(Records from a data collection)
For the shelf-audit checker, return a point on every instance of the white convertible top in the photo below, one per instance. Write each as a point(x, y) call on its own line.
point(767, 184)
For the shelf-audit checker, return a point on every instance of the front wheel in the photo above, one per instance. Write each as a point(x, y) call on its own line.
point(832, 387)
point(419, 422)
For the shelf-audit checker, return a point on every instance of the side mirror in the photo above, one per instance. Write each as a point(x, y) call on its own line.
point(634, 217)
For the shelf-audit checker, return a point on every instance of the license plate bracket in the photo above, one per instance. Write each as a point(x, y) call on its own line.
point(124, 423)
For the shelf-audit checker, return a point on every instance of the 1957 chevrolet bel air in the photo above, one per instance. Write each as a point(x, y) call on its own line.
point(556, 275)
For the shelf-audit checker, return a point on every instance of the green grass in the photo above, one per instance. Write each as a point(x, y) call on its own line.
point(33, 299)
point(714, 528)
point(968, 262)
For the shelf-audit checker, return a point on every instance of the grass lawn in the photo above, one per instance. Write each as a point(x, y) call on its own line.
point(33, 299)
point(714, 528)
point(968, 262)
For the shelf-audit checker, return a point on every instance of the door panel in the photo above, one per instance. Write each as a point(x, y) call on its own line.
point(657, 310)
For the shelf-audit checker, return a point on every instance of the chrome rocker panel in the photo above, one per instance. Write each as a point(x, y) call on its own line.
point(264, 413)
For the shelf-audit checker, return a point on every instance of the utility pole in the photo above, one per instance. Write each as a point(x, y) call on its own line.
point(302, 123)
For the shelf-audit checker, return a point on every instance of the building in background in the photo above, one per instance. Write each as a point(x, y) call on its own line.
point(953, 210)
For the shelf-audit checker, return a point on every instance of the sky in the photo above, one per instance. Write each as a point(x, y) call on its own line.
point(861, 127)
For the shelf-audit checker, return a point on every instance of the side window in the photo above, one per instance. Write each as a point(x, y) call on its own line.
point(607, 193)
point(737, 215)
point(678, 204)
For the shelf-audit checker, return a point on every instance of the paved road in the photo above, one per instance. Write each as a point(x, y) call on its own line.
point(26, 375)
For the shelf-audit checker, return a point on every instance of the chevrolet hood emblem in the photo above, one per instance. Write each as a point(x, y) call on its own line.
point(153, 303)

--- What to work on ---
Only one stretch of the data is wanted: the lines from the one with "of the door" through the last, repeated exactly.

--- Expected output ---
For the shelf-audit checker, return a point on every instance of the door panel in the photo above, one per instance. Write each as a point(x, y) call on its own line.
point(657, 310)
For the shelf-audit checker, return a point on every instance of the chrome rocker panel in the photo above, one per instance. Write each as a point(x, y) call on its own line.
point(264, 413)
For the shelf-audit checker, return a point on every instance of the utility pole in the photo above, one per instance. Write each as a point(x, y) call on its own line.
point(302, 123)
For the shelf-audit checker, return a point on every instance of the building in background in the photo above, one per instance. Write each as a point(x, y) call on its own line.
point(953, 210)
For the shelf-audit checker, return a point on every instance of the sky in the photo above, one per instance. Write each as a point(x, y) call on its own line.
point(861, 127)
For the shelf-audit checker, return a point on every instance of the side window in the photo above, one per instance. Write each as a point(x, y) call on its own line.
point(607, 193)
point(737, 215)
point(678, 204)
For the shelf-audit checker, return a point on every instance of the paved road in the photo above, one per instance. Write each as a point(x, y) call on its own line.
point(26, 375)
For the shelf-audit checker, return a point on every instance of the chevrolet hood emblem in the photo above, one per instance. Write each as a point(x, y) call on its own line.
point(153, 303)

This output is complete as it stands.